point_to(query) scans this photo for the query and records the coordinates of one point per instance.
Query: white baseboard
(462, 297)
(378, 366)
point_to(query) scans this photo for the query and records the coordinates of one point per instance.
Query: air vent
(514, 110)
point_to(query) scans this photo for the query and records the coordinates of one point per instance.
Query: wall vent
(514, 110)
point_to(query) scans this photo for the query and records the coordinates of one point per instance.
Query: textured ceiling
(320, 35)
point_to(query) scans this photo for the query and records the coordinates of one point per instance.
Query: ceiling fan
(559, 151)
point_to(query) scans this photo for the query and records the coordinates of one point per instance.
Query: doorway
..........
WHAT IS BEING ASKED
Rewrite all of the entries above, replacing each occurrence of "scans" with "searches" and leaving everything else unchanged.

SOLUTION TO THIS TASK
point_to(query) searches this photo for the query and records the coordinates of one point per instance.
Query: white baseboard
(462, 297)
(378, 366)
point_to(query) searches this photo for the query and records the coordinates of one point per instance.
Query: air vent
(514, 110)
point_to(query) searches this photo for the query and records the coordinates of one point per instance.
Query: wall vent
(514, 110)
point_to(query) searches this photo for the query and records the coordinates of one point per instance.
Query: textured ceiling
(320, 35)
point_to(query) searches this photo for the query and records the coordinates of one point per instance.
Query: ceiling fan
(559, 151)
point_to(query) searches this photo for the query and records the coordinates of one point per instance.
Query: doorway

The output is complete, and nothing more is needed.